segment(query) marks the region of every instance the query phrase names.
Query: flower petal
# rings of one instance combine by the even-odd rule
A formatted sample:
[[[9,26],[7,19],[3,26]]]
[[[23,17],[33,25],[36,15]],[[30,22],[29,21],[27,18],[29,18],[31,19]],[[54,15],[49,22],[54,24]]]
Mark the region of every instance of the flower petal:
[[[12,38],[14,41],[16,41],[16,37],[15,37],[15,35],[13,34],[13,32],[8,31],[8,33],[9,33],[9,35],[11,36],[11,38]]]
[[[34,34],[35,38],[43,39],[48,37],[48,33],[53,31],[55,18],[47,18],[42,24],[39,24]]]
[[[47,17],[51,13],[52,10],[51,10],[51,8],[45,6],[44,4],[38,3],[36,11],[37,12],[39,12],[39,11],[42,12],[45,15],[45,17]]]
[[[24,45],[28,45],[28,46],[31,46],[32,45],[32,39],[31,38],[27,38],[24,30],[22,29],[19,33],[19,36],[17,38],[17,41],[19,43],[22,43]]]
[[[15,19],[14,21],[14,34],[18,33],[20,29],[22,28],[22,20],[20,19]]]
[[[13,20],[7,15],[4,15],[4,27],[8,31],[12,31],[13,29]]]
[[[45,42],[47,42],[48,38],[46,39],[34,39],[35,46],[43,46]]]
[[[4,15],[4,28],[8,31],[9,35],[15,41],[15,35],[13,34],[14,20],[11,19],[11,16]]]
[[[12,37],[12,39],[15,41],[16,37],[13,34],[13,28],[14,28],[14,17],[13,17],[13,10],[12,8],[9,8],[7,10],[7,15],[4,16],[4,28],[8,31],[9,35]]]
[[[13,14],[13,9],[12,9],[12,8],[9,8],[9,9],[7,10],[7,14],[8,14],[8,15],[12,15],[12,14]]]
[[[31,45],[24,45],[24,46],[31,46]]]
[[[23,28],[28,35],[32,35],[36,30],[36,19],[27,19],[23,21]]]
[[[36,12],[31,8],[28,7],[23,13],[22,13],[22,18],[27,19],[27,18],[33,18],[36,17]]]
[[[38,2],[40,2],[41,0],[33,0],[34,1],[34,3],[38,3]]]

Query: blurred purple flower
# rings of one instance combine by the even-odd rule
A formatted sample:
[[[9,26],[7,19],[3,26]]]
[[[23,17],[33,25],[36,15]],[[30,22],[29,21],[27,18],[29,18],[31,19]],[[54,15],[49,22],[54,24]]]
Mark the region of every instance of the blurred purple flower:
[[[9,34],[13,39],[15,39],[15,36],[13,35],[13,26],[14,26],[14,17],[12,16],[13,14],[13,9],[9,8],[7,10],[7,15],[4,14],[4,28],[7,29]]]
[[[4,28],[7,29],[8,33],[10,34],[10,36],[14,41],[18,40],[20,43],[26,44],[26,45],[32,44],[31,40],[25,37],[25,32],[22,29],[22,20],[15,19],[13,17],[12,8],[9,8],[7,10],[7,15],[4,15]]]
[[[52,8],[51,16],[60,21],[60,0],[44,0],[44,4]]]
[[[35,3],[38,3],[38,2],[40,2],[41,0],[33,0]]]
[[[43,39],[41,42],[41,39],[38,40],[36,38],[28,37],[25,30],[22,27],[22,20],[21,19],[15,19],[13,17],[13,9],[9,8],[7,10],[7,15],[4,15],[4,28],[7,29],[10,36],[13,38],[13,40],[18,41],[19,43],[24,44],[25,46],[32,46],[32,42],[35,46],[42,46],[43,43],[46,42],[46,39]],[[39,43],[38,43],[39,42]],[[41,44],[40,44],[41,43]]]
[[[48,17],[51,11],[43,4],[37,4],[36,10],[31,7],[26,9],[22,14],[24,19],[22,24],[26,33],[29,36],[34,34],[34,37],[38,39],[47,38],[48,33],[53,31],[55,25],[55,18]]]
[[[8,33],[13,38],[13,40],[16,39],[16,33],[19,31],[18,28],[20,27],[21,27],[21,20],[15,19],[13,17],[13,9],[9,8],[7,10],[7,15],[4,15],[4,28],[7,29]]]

○ ○ ○ ○

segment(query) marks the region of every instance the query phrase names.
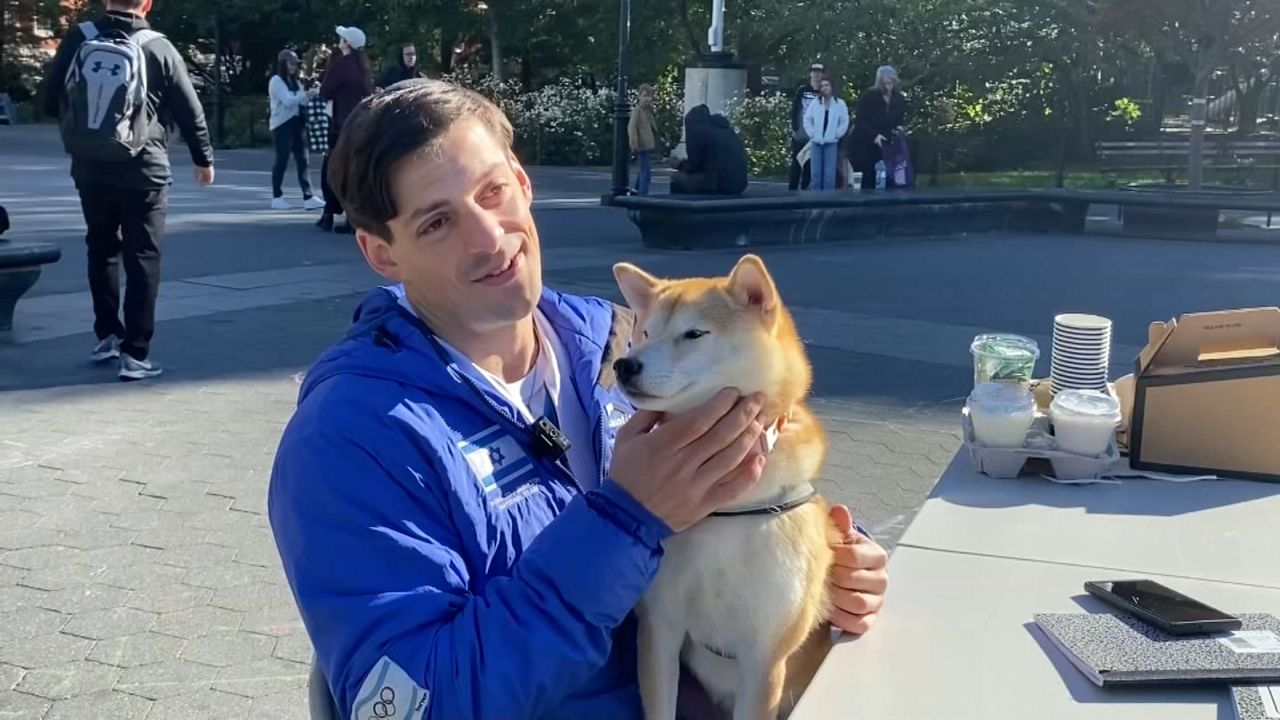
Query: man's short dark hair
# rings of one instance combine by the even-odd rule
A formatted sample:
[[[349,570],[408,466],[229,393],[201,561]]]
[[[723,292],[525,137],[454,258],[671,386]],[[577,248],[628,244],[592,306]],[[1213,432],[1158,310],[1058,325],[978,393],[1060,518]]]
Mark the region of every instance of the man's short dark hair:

○ ○ ○ ○

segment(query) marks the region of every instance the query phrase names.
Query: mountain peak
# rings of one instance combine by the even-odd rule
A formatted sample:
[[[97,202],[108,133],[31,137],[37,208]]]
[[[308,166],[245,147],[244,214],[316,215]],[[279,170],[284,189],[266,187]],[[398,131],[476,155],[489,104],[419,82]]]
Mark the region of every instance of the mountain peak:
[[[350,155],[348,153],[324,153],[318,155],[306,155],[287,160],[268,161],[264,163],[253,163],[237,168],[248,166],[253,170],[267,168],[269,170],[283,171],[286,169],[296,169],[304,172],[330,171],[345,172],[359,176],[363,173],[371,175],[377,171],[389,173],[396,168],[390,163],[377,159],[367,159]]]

○ ○ ○ ○

### TASK DESCRIPTION
Give every line of the material that includes the string "short".

### SOLVED EXERCISE
Query: man's short dark hair
Mark the region of every instance of the man's short dark hair:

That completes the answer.